— Set exercise —
Render the entries below as a numbered list with one line per item, leaving out any blank lines.

── Data extract ──

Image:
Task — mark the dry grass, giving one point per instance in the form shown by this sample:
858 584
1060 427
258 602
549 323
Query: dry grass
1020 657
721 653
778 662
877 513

───

— Complete answer —
1. Image:
2. Task — mark the dry grass, giving one point per instance in the form shown by this sample:
3. 858 584
4. 1060 427
5. 258 602
6. 549 323
7. Query: dry grass
8. 1020 657
9. 721 653
10. 778 662
11. 877 513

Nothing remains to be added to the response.